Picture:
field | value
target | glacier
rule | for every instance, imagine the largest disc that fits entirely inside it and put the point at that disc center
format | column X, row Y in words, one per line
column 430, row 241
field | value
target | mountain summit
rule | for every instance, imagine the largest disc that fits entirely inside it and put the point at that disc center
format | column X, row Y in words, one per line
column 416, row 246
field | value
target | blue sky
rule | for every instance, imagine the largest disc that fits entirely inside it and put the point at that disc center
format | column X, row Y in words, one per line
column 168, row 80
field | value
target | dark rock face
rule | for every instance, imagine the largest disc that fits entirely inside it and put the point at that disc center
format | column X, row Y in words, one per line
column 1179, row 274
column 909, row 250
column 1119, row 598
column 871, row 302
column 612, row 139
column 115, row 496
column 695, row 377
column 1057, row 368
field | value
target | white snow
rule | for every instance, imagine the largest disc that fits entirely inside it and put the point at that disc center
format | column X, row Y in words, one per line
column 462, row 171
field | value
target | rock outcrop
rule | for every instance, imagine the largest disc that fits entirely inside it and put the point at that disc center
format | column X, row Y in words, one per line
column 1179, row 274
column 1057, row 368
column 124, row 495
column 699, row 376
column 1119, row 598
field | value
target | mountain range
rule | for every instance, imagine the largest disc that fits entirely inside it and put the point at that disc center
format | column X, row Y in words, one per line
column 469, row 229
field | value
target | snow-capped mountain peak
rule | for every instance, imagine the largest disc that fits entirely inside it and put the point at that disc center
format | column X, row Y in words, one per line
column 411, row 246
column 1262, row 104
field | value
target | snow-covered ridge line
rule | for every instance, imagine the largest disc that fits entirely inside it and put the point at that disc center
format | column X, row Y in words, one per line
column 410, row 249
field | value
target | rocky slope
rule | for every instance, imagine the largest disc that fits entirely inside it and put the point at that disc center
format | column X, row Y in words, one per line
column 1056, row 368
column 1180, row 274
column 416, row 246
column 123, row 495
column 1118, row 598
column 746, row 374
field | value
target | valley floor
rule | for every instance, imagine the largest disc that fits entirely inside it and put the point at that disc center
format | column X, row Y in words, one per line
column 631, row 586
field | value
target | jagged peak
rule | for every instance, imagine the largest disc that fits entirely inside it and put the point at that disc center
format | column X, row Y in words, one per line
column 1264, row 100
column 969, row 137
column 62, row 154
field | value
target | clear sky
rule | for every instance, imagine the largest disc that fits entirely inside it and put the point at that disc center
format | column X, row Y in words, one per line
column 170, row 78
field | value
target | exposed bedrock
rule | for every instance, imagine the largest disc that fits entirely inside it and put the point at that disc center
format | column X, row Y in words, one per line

☆ ☆ ☆

Goal: Repeat the lines above exactly.

Exercise answer:
Picture:
field | value
target | glacier
rule | for every instance, imagine the largest disc that fits entirely inside it and put the point at that disc center
format | column X, row Y in words, one per line
column 430, row 241
field | value
target | mountain summit
rule | for every instance, imagine the largest disc that fits entirely inside it and put the point at that disc center
format | column X, row Y in words, one per line
column 416, row 246
field | value
target | blue sky
rule | for every instance, imagine the largest disc that fits entirely inside it and put the point at that disc center
format | column X, row Y in words, one per line
column 168, row 80
field | value
target | dark rock face
rule | for every instance, imagine the largest disc that fits entirely inside it and put the point at that disc center
format | column X, row Y in words, one per line
column 1179, row 274
column 909, row 250
column 1119, row 598
column 871, row 302
column 612, row 139
column 115, row 496
column 695, row 377
column 1057, row 368
field | value
target | white snow
rule | for every instance, imagine the largest disc that fits entirely inside it and put the point at that disc center
format | column X, row Y in words, one per line
column 462, row 171
field | value
target | rock outcrop
rule | for every instance, imagine the largest disc that fits entirely inside it and put the point at that disc center
format | column X, row Y in words, one per line
column 1179, row 274
column 1057, row 368
column 124, row 495
column 699, row 376
column 1119, row 598
field | value
target | mountain range
rule | for every instance, imagine the largest disc that fits entirely inside it and put the point at that disc center
format | column X, row Y in words, one per line
column 469, row 229
field | value
target | snow-capped mountain peak
rule | for every instance, imagine the largest disc that fits entirely inside it and put the point at that disc center
format | column X, row Y in words, one per line
column 411, row 246
column 1262, row 104
field | value
target | snow-covered ridge line
rule | for every instance, imagine the largest disc that fits entirely inside it and put the point at that disc center
format | column X, row Y in words, one per line
column 410, row 249
field | value
target | rocky slope
rule | for every instance, imagine the largest disc that fits entirely inside it and put the point at that disc center
format | column X, row Y in words, one per line
column 1056, row 368
column 1180, row 274
column 416, row 246
column 123, row 495
column 1118, row 598
column 746, row 374
field | value
target | valley floor
rule | for every instance, imagine the largest disc that fits entirely inside it and put the point at that disc center
format | column X, row Y in words, one per line
column 631, row 586
field | value
target | jagged peak
rule | for every instance, imagine the largest disc that fits entirely inside it and put the point at that disc center
format | column X, row Y in words, one per line
column 1264, row 100
column 969, row 137
column 62, row 154
field | value
target | clear sky
rule | for every instance, imagine the largest disc that fits entirely inside it and put the point at that disc center
format | column X, row Y in words, one per line
column 170, row 78
field | value
target | exposed bedrock
rule | for every instance, imagine the largest disc that fits entirely inside it and put the point at that disc center
format | column X, row Y in words, one per line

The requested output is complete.